• What is being asked: Reproduce verbatim the lines of the data from the line containing "In this picture, where can the red and" through the end of the data, inclusive.

(Data excerpts on object pointing)
>> BEGIN
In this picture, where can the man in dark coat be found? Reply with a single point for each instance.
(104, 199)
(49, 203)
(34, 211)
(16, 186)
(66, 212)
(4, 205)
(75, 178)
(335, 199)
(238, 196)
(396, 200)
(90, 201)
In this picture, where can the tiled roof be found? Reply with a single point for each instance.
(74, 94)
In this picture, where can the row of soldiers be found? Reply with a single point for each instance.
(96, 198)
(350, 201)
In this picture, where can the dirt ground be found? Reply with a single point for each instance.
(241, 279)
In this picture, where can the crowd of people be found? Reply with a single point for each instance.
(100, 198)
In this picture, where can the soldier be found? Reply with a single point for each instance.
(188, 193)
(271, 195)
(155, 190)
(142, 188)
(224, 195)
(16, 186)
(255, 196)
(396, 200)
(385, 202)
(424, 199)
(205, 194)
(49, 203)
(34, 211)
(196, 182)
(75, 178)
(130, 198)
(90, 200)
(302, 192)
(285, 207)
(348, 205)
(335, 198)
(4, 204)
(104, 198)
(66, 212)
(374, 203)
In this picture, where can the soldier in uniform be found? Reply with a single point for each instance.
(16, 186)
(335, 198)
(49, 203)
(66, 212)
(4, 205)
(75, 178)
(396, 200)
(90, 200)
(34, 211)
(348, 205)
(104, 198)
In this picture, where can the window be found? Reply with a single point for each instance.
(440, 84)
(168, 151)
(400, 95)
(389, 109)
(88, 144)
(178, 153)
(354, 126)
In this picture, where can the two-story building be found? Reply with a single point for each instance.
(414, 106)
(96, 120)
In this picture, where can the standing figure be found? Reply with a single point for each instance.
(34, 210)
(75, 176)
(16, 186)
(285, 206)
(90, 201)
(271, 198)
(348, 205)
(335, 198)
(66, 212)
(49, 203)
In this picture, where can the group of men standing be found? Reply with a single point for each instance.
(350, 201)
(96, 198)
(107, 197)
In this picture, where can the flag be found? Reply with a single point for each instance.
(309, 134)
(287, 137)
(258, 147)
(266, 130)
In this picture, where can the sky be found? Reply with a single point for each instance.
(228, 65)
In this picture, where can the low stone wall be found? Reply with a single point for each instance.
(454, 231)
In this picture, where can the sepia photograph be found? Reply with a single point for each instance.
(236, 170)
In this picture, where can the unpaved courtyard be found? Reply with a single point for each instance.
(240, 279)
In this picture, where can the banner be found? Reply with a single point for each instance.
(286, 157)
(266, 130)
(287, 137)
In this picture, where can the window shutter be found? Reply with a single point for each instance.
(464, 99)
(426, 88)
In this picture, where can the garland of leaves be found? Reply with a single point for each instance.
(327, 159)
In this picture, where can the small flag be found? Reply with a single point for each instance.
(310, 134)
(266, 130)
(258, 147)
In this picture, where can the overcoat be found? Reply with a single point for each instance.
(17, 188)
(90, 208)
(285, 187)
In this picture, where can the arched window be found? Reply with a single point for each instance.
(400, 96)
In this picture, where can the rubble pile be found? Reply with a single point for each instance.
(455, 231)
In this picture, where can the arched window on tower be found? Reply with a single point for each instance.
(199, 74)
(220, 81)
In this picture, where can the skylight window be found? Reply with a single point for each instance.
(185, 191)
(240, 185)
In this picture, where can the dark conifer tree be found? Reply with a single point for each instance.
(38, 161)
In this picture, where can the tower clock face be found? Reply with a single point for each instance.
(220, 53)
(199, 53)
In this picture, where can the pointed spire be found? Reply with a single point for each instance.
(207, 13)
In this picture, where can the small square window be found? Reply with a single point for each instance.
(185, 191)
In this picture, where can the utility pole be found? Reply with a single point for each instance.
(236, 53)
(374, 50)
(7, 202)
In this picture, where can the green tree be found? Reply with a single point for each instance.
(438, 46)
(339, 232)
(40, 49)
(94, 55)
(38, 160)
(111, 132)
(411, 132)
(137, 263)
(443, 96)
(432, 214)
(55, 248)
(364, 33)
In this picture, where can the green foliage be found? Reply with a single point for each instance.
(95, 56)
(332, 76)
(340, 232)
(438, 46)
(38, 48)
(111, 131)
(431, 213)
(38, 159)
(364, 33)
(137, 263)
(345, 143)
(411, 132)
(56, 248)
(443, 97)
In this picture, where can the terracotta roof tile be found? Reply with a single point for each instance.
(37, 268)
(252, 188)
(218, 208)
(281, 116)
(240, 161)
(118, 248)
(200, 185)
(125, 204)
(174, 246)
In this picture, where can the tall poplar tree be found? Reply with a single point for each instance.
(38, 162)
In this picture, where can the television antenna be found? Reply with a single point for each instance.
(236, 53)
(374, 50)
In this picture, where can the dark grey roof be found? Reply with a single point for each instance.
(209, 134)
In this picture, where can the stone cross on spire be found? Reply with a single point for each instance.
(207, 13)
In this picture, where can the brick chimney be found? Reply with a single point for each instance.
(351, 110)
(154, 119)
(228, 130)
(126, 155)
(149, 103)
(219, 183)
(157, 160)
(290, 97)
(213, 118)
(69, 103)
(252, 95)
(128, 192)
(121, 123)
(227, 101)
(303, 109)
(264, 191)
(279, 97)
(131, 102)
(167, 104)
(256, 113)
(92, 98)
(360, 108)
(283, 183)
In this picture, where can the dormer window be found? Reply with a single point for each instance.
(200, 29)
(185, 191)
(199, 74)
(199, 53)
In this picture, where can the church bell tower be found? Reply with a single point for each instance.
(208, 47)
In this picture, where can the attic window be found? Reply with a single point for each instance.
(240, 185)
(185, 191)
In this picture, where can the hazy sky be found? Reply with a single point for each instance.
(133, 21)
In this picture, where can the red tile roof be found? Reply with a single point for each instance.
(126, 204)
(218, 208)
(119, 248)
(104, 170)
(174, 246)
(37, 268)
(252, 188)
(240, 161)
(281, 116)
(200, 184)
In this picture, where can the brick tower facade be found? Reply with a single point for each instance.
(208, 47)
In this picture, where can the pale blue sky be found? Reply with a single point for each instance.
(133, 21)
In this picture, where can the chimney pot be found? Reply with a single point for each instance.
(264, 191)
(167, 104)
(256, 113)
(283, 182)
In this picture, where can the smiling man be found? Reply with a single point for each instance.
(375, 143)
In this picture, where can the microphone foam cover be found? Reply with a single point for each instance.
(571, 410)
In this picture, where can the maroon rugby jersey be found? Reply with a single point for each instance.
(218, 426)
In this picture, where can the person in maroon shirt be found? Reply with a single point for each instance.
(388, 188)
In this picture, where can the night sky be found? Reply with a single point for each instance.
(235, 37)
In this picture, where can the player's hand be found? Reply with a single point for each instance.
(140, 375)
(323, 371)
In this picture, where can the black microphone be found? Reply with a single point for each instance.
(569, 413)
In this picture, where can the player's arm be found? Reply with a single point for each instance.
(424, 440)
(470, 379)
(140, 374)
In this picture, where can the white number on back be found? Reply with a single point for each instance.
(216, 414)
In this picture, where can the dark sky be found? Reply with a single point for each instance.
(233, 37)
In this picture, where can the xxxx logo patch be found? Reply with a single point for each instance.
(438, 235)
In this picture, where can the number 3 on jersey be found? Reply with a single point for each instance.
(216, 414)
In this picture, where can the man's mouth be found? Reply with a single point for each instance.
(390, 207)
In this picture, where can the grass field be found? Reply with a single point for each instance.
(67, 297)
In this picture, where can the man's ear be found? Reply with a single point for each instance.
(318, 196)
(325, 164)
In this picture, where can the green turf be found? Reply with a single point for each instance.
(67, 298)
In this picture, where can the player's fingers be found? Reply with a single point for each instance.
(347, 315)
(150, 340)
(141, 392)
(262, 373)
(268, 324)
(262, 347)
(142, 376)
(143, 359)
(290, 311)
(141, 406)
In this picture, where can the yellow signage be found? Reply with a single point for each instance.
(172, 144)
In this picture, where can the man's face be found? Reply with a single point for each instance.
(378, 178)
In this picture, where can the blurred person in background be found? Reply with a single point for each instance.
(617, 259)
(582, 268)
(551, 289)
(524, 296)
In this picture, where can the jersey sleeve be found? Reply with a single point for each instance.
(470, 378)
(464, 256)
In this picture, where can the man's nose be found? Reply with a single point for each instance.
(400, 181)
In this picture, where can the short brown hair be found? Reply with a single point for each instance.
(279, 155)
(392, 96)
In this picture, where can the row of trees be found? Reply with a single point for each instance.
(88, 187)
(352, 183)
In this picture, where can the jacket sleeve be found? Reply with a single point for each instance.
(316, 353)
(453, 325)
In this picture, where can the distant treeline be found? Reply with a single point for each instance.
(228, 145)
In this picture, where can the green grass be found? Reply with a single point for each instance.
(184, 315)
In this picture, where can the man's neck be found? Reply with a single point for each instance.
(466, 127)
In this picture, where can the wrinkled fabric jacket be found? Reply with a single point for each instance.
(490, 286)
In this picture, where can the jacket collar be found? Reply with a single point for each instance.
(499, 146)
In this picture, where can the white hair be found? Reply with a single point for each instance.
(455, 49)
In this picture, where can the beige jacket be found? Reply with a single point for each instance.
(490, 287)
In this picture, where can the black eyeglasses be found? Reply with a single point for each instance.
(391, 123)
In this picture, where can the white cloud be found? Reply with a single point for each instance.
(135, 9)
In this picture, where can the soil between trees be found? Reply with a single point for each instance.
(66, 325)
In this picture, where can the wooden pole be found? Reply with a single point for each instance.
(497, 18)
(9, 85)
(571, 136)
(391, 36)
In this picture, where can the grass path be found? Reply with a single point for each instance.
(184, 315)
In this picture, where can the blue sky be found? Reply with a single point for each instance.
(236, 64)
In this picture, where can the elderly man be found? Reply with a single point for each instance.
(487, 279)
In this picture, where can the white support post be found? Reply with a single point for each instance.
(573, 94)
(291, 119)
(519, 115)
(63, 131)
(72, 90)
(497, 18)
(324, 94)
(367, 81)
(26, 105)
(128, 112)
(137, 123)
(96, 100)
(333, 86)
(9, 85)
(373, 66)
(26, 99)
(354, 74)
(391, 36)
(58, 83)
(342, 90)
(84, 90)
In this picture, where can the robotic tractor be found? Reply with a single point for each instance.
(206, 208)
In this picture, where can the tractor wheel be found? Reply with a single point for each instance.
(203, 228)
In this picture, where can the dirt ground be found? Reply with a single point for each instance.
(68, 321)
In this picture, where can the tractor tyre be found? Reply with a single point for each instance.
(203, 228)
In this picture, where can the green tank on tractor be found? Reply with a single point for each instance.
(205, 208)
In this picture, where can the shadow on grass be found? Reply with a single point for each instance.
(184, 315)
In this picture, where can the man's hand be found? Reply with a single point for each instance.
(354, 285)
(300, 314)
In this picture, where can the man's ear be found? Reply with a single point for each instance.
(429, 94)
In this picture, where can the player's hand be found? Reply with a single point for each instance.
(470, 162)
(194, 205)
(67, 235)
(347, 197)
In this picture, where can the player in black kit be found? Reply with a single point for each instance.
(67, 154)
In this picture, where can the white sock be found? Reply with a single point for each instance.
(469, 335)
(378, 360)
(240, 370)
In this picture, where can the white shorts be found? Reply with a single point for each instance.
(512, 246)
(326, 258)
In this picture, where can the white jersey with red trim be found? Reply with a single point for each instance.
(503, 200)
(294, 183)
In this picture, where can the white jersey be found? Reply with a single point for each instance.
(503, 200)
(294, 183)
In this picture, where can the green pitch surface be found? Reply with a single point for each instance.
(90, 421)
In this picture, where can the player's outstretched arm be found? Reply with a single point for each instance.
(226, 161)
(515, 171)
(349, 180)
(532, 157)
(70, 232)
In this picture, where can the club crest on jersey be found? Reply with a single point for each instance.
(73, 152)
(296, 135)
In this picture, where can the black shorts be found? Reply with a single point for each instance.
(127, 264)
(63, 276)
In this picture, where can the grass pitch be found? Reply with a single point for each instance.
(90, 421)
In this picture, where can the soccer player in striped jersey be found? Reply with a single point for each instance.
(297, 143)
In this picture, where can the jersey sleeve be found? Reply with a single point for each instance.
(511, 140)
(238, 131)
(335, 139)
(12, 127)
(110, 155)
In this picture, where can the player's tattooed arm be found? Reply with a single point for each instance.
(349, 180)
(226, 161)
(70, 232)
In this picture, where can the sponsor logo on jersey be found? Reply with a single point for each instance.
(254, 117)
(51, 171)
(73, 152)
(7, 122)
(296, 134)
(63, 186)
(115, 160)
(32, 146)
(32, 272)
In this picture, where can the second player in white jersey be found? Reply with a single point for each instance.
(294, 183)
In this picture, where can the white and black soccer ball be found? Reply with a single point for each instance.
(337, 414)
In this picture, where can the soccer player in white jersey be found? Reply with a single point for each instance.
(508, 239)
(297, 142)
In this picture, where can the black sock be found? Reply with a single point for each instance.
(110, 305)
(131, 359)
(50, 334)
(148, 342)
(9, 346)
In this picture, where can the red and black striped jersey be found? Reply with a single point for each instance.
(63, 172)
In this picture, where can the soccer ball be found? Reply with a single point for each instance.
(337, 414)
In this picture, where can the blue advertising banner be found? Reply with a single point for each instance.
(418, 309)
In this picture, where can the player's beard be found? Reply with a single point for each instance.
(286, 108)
>> END
• Completed exercise:
In this picture, where can the red and black striped jersey be found? Reply with a single point for each instance.
(63, 172)
In this picture, where can the soccer ball be found? Reply with a single point for each instance.
(337, 414)
In this picture, where can the blue advertising banner be found? Reply with a single point for each instance.
(418, 309)
In this picture, where can the player's beard be found? Reply with a single point for each instance.
(286, 108)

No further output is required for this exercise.